## How to complete this task
Go through the entries and say how many lines contain the string "below". The number is the whole answer.

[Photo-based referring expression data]
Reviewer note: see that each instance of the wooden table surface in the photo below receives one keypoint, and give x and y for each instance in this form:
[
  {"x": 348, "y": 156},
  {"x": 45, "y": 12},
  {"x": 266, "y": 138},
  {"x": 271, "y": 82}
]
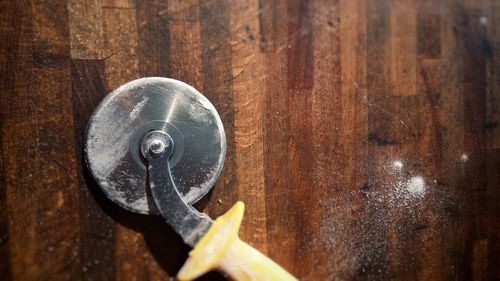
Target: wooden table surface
[{"x": 363, "y": 136}]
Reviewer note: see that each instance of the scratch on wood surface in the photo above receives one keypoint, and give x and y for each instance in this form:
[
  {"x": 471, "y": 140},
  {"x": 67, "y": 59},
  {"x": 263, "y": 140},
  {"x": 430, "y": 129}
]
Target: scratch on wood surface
[{"x": 248, "y": 124}]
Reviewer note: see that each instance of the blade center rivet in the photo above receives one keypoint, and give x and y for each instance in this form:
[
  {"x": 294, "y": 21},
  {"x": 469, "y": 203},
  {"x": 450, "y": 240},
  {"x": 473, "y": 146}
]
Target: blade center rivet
[{"x": 156, "y": 146}]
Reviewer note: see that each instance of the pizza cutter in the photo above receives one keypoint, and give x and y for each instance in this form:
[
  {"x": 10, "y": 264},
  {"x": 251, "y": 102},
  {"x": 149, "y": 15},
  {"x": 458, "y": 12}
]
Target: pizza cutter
[{"x": 156, "y": 146}]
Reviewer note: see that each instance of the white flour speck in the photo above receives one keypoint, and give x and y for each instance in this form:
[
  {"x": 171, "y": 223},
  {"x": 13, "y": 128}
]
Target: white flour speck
[
  {"x": 464, "y": 157},
  {"x": 138, "y": 108},
  {"x": 415, "y": 186}
]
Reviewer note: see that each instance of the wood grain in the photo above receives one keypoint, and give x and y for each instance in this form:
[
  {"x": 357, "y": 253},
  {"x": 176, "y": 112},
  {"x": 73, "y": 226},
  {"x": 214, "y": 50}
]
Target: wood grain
[{"x": 363, "y": 136}]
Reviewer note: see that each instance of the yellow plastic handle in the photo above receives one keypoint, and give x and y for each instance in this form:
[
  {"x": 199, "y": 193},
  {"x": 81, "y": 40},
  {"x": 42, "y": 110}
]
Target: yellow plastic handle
[{"x": 222, "y": 249}]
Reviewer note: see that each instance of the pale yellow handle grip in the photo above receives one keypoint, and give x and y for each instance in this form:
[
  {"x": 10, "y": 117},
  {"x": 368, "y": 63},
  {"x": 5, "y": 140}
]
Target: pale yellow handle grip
[
  {"x": 244, "y": 263},
  {"x": 222, "y": 249}
]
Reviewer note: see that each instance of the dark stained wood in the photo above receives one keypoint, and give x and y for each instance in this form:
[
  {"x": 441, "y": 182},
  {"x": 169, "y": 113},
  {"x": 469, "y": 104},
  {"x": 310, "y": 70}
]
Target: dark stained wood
[{"x": 363, "y": 136}]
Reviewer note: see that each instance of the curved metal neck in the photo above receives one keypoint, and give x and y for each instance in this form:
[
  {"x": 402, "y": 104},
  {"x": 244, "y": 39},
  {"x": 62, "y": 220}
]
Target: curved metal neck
[{"x": 157, "y": 147}]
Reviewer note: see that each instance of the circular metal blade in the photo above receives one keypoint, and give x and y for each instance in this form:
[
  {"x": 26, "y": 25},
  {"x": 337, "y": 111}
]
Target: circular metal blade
[{"x": 118, "y": 124}]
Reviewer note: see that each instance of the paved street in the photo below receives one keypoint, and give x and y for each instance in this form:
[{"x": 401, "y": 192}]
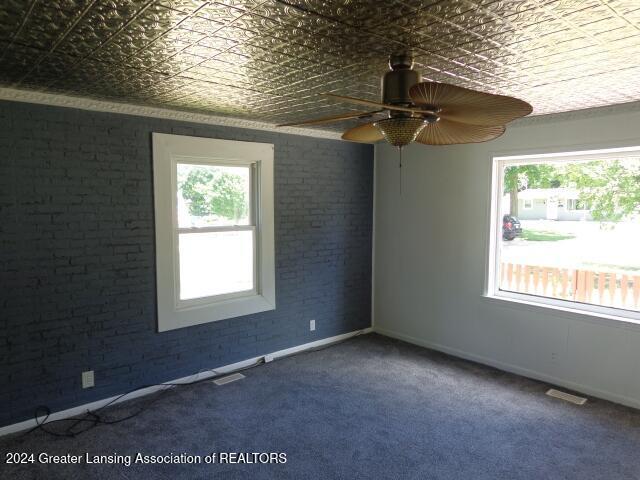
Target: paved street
[{"x": 598, "y": 247}]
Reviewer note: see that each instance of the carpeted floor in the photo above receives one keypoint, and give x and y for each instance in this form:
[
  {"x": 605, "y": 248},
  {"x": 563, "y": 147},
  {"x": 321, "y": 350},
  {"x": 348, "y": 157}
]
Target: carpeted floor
[{"x": 368, "y": 408}]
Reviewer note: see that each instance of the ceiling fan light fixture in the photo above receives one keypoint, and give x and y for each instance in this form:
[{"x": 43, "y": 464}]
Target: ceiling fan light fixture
[{"x": 400, "y": 131}]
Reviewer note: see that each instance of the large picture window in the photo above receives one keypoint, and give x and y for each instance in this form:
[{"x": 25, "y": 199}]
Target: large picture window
[
  {"x": 214, "y": 229},
  {"x": 565, "y": 231}
]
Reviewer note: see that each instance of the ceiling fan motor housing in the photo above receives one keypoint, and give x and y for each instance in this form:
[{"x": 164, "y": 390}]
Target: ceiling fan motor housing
[{"x": 397, "y": 82}]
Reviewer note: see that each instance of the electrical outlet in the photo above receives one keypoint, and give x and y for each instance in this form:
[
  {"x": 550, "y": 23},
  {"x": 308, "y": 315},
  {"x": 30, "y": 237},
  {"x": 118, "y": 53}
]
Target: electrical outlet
[{"x": 87, "y": 379}]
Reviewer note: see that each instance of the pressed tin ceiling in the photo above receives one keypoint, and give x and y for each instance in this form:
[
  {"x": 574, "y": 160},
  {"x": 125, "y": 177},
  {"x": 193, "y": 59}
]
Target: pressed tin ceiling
[{"x": 270, "y": 60}]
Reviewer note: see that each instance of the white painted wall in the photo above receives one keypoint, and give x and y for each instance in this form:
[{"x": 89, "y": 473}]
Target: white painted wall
[{"x": 430, "y": 255}]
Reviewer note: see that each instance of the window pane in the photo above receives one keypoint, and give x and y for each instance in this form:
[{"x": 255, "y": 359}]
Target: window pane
[
  {"x": 571, "y": 230},
  {"x": 211, "y": 196},
  {"x": 215, "y": 263}
]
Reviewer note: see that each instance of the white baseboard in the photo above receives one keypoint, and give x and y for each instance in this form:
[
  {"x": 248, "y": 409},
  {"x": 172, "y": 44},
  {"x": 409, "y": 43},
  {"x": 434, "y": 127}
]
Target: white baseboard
[
  {"x": 80, "y": 409},
  {"x": 585, "y": 389}
]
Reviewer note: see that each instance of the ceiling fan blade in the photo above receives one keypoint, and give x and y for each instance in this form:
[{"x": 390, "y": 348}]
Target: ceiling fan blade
[
  {"x": 447, "y": 132},
  {"x": 469, "y": 106},
  {"x": 363, "y": 133},
  {"x": 334, "y": 118},
  {"x": 370, "y": 103}
]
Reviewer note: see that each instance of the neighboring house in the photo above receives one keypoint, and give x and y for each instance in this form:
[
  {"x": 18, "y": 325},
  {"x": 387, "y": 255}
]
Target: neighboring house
[{"x": 550, "y": 204}]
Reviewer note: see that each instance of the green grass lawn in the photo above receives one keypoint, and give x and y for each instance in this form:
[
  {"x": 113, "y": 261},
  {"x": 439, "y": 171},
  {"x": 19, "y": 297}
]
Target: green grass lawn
[{"x": 544, "y": 236}]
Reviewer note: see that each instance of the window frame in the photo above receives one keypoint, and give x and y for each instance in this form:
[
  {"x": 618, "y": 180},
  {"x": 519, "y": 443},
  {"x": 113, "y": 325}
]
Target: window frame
[
  {"x": 492, "y": 287},
  {"x": 251, "y": 226},
  {"x": 168, "y": 152}
]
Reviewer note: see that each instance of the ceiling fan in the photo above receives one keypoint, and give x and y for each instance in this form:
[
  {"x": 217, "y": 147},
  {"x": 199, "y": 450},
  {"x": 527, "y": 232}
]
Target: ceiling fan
[{"x": 431, "y": 113}]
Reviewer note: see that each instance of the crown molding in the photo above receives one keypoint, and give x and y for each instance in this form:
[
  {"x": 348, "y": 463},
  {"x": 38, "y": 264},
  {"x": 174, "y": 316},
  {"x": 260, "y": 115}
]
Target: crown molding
[
  {"x": 91, "y": 104},
  {"x": 85, "y": 103},
  {"x": 618, "y": 108}
]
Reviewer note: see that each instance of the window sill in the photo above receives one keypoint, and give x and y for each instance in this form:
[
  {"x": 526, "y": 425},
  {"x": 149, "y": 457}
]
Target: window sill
[{"x": 517, "y": 302}]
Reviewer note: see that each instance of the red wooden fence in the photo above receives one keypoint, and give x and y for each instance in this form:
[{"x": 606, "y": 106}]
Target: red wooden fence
[{"x": 600, "y": 288}]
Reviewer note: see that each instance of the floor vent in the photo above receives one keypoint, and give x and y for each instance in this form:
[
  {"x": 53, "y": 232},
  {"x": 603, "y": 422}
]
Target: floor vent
[
  {"x": 566, "y": 397},
  {"x": 228, "y": 379}
]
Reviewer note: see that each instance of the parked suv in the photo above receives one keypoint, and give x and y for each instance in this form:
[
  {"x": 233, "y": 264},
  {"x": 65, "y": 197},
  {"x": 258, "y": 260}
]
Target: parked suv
[{"x": 511, "y": 227}]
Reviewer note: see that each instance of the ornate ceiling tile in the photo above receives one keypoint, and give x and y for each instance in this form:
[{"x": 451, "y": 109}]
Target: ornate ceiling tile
[{"x": 271, "y": 60}]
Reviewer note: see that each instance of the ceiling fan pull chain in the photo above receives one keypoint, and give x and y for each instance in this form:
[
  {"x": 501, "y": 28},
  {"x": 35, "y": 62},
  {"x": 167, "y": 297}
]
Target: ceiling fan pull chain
[{"x": 400, "y": 169}]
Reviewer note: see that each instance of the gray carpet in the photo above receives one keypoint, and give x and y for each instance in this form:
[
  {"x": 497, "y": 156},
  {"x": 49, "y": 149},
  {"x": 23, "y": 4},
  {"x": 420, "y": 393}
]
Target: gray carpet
[{"x": 368, "y": 408}]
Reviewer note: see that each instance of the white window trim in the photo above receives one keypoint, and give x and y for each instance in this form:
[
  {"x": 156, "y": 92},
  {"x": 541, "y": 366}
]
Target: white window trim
[
  {"x": 492, "y": 288},
  {"x": 167, "y": 149}
]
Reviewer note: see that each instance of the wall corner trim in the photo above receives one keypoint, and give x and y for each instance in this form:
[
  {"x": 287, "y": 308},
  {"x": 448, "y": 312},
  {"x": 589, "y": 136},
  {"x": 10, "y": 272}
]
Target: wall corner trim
[
  {"x": 80, "y": 409},
  {"x": 96, "y": 105}
]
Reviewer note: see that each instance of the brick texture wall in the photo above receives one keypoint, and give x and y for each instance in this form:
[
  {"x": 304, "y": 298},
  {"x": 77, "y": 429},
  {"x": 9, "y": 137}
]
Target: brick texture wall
[{"x": 77, "y": 259}]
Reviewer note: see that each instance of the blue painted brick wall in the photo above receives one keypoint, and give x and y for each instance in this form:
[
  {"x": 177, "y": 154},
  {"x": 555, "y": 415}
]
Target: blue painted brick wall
[{"x": 77, "y": 259}]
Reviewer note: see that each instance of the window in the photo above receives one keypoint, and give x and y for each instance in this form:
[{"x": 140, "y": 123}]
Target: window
[
  {"x": 214, "y": 229},
  {"x": 584, "y": 257}
]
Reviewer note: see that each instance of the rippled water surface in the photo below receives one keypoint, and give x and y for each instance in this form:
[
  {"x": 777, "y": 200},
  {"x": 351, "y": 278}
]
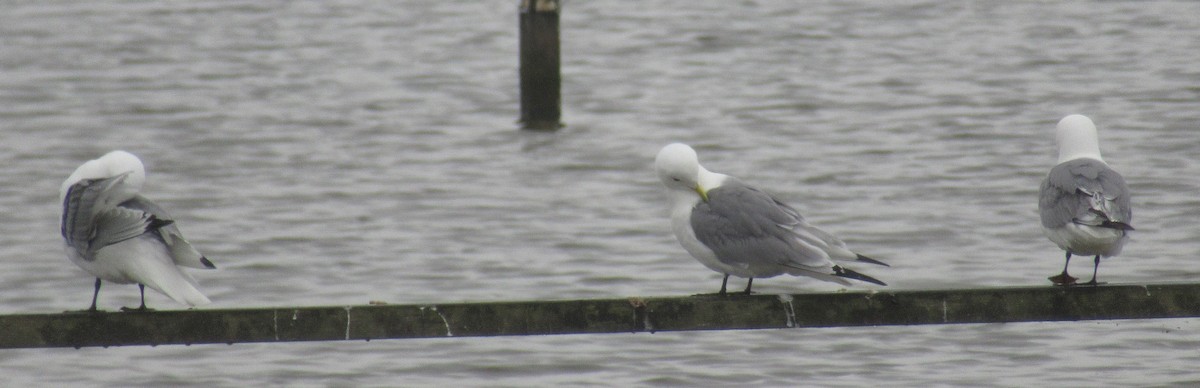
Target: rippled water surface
[{"x": 345, "y": 151}]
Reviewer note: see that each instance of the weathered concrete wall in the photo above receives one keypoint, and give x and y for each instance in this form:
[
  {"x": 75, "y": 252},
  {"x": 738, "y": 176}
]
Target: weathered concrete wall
[{"x": 630, "y": 315}]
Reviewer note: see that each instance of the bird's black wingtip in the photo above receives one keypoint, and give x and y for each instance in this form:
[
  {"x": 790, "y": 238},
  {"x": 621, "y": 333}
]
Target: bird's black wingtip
[{"x": 838, "y": 270}]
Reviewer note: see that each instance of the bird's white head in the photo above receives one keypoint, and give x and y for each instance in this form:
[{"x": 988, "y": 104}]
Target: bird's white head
[
  {"x": 679, "y": 169},
  {"x": 1078, "y": 138},
  {"x": 108, "y": 166}
]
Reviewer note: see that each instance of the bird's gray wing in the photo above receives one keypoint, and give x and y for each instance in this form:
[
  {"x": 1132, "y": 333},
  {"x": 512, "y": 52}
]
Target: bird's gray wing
[
  {"x": 744, "y": 226},
  {"x": 181, "y": 251},
  {"x": 88, "y": 225},
  {"x": 1085, "y": 191}
]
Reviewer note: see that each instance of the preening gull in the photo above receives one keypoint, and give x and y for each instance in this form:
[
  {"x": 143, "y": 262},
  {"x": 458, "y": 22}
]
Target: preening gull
[
  {"x": 117, "y": 234},
  {"x": 737, "y": 230},
  {"x": 1084, "y": 203}
]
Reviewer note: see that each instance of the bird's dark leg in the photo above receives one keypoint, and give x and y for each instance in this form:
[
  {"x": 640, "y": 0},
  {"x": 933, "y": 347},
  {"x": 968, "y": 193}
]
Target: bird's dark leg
[
  {"x": 1095, "y": 269},
  {"x": 1063, "y": 279},
  {"x": 94, "y": 296},
  {"x": 143, "y": 306}
]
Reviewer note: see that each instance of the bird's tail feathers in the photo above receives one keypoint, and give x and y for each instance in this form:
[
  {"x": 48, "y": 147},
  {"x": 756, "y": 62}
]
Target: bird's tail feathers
[
  {"x": 868, "y": 260},
  {"x": 171, "y": 281},
  {"x": 838, "y": 270}
]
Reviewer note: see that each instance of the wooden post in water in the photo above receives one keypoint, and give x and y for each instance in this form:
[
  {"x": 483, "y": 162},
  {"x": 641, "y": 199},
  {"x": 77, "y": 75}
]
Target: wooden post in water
[{"x": 540, "y": 77}]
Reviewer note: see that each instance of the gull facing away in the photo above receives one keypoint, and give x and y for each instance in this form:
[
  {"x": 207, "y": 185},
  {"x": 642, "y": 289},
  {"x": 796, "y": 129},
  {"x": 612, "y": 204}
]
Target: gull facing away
[
  {"x": 737, "y": 230},
  {"x": 1084, "y": 203},
  {"x": 117, "y": 234}
]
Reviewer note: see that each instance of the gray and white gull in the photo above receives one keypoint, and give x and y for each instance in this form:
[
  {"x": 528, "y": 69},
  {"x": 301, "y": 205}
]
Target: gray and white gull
[
  {"x": 1084, "y": 203},
  {"x": 737, "y": 230},
  {"x": 117, "y": 234}
]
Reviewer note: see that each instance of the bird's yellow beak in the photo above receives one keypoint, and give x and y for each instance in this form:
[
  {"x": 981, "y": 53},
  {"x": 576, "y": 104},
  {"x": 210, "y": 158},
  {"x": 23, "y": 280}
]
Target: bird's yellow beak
[{"x": 702, "y": 192}]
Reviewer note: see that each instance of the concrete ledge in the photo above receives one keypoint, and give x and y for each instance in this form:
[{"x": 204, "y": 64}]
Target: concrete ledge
[{"x": 627, "y": 315}]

## Response
3